→ Objective
Reproduce the items below word for word, leaving out the pictures.

▬▬▬▬▬▬▬▬▬▬

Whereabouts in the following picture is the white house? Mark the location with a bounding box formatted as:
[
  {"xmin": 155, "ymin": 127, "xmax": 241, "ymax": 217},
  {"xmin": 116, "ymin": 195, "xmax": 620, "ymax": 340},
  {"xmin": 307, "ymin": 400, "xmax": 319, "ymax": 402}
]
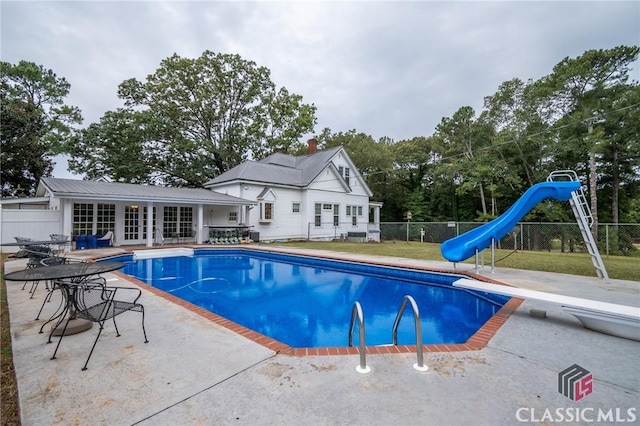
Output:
[
  {"xmin": 205, "ymin": 139, "xmax": 382, "ymax": 241},
  {"xmin": 0, "ymin": 140, "xmax": 381, "ymax": 251}
]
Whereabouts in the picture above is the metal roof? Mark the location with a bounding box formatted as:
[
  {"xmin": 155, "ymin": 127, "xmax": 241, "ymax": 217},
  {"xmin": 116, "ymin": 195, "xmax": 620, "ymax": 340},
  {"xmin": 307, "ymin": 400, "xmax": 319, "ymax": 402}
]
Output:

▬▬▬▬▬▬▬▬▬▬

→ Written response
Whereabouts in the following picture is the white house? Mark the location with a bounding box formatted as:
[
  {"xmin": 155, "ymin": 127, "xmax": 241, "ymax": 217},
  {"xmin": 116, "ymin": 195, "xmax": 620, "ymax": 340},
  {"xmin": 307, "ymin": 400, "xmax": 319, "ymax": 402}
]
Output:
[
  {"xmin": 205, "ymin": 139, "xmax": 382, "ymax": 241},
  {"xmin": 0, "ymin": 140, "xmax": 381, "ymax": 251}
]
Whereabouts in the picture above is the metal roof? Mark the location with a bounding box formatted as:
[
  {"xmin": 155, "ymin": 127, "xmax": 241, "ymax": 217},
  {"xmin": 116, "ymin": 195, "xmax": 620, "ymax": 340},
  {"xmin": 307, "ymin": 400, "xmax": 319, "ymax": 402}
]
Output:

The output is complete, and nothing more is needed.